Впрочем, неумение выражать свои мысли - если они есть - приводит иногда к обратному: к говорильне, к потоку слов, не имеющих внятного смысла. Такая невнятица многим кажется оригинальностью и глубокомыслием.

Но наступление на слово активно совершается и с противоположного фланга – со стороны режиссуры и критики, считающей себя элитарной, определяющей моду в театре и задающей тренды его развития. Драма, по словам Эрика Бентли, «изображает людей, которые говорят». Теперь эта аксиома подвергается сомнению. В драматическом театре, созданном, как театр слова, теперь все более утверждается «визуальная режиссура», шоу вместо драматического театра. Человеческая речь уступает место изощренным мизансценам, сцендвижению, танцам, музыке, пению, кино, компьютерным проекциям. Конечно, выражения типа «синтез искусств» и т.п. выглядят привлекательно, но есть синтез, а есть просто мешанина.  Слово перестает быть первичным базисом, на котором строятся все эти компоненты спектакля, диалог становится мешающим фактором. Театр, как и цирк, теряет связную речь. Из него уходит Слово, а вместе с ним – человек и его внутренний мир со всем его богатством, сложностью и многообразием.  Считается теперь, что «произносить буквы», проговаривать вслух написанные кем-то слова – это «скучно». Как бы коротко и сжато пьеса не написана, ее всегда сокращают. Театру мешают и слова, и мысли, которые они выражают. Умение анализировать пьесу и ее диалог уходит в прошлое. Спектакль нередко превращается в цепь броских трюков, возможно, по-своему занятных и талантливых, но не имеющих отношения к драматическому театру.

######

> Задание 1
Перепишите дословно часть текста о слове в театре, начиная с «Впрочем, неумение выражать» и далее до «оригинальностью и глубокомыслием.».
> Задание 2
Продолжите текст о слове в драматическом театре, начав сразу после его последнего предложения.
Эти строки взяты из другого источника.

[Строки, взятые из подборки]
######

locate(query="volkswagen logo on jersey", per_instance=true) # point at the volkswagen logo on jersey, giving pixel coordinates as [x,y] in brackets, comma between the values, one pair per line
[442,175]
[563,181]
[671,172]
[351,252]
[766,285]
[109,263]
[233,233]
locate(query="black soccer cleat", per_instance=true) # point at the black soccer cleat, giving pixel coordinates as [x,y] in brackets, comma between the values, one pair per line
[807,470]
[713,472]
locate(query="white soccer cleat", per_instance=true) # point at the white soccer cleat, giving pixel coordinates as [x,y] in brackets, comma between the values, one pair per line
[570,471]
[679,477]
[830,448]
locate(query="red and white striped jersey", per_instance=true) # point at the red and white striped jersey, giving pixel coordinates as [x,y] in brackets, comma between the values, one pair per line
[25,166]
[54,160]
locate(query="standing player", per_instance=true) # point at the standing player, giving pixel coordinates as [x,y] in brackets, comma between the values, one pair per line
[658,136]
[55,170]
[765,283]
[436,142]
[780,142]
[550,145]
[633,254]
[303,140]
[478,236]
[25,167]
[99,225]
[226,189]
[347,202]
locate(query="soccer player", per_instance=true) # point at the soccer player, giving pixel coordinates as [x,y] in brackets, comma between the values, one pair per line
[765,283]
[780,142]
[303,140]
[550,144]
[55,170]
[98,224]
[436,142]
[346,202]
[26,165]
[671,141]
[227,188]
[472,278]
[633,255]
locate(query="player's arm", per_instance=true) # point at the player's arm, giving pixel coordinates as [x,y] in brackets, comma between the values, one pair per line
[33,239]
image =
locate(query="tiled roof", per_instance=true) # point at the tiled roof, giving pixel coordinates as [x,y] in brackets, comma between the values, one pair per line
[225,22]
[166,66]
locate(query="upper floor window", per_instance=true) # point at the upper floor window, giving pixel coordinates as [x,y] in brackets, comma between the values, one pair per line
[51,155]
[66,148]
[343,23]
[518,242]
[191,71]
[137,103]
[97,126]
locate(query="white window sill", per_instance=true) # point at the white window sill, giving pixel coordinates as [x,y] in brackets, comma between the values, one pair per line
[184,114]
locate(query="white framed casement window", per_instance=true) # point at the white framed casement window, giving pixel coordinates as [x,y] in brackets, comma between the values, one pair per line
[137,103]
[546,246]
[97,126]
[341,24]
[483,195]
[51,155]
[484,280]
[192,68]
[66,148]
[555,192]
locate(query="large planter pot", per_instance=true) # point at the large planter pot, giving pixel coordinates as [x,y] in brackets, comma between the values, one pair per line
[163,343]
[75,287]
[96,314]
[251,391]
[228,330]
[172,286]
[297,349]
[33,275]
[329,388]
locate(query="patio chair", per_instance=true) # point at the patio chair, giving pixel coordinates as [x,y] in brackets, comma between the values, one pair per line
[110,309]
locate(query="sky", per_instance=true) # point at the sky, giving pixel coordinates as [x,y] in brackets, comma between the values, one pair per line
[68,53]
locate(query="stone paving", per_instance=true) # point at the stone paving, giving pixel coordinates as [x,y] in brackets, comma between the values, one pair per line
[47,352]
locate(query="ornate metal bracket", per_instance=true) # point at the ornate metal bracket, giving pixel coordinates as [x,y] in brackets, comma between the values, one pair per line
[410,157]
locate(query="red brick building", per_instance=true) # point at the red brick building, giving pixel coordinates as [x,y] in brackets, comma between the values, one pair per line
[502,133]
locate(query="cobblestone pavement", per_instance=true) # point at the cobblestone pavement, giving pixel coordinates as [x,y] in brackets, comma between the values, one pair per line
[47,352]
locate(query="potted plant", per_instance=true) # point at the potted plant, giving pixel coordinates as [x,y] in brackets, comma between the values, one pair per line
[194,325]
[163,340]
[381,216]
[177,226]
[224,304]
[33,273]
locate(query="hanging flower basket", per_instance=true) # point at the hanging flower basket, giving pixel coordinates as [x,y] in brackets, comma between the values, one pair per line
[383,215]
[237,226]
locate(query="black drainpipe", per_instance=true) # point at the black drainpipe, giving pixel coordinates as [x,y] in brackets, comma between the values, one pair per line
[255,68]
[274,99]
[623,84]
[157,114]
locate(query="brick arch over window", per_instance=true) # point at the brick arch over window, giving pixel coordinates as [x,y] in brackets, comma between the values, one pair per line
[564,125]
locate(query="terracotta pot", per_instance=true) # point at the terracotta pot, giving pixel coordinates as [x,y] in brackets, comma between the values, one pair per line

######

> Верный ответ 1
Впрочем, неумение выражать свои мысли - если они есть - приводит иногда к обратному: к говорильне, к потоку слов, не имеющих внятного смысла. Такая невнятица многим кажется оригинальностью и глубокомыслием.

> Верный ответ 2
Разумеется, драматический спектакль – это не читка, и требует создания яркого и выразительного визуального ряда. Театр – это зрелище и должен включать в восприятие произведения все органы чувств. Для этого в его распоряжении имеется огромный арсенал: сложная машинерия, декорации, костюмы, свет, жест, мимика, движение, компьютерное сопровождение и, конечно, мизансцены. Всё это помогает переводить язык литературы (будь то психологическая драма, комедия положений или пьеса абсурда) на театральный язык, глубже и ярче выражать смысл происходящего, усиливать его эмоциональное воздействие. В теории это верно. Вопрос в том, каковы цели этого зримого ряда, и нужно ли его строить в ущерб слову и речи. На практике часто трудно понять, зачем актеры, ведя, например, диалог в интерьере, мечутся по сцене, лазают по стремянкам вверх и вниз, что-то бормочут, стоя спиной к зрителю, играют в футбол, уходят за кулисы и возвращаются, продолжая что-то говорить или кричать друг другу с разных концов сцены, перетаскивают мебель с места на место, качаются на качелях, ездят на велосипедах, ползают на четвереньках, валяются на полу, прыгают на одной ноге, льют воду в тазы, пускаются танцевать, не говоря уж о парных движениях другого рода. Чтобы было «не скучно»? Но ведь все это, вкупе с видео на модных ныне в театре киноэкранах, не обогащает, а успешно разрушает диалог, отбрасывает его на третий план, делает его невоспринимаемым и лишенным смысла, что, впрочем, творцов не заботит. Если к этому еще прибавить столь частые сейчас визг, крик и заглушающую всё музыку (по выражению Жванецкого, «музыка теперь – враг человека»), зрелище становится совсем утомительным, невнятным и действительно смертельно скучным.

Одна из причин такого стиля режиссуры – наблюдаемый ныне относительный кризис драматургии (который, в свою очередь, в значительной мере объясняется и перепутьем, на котором находится сейчас театр). Не находя достойной, по их мнению, литературы для театра, постановщики стали считать, что "слово в театре играет второстепенную роль", что "современный зритель не в состоянии усвоить слова, они его не интересуют» и т.п. Однако, и с произведениями классиков театры привыкли теперь тоже обращаться достаточно вольно.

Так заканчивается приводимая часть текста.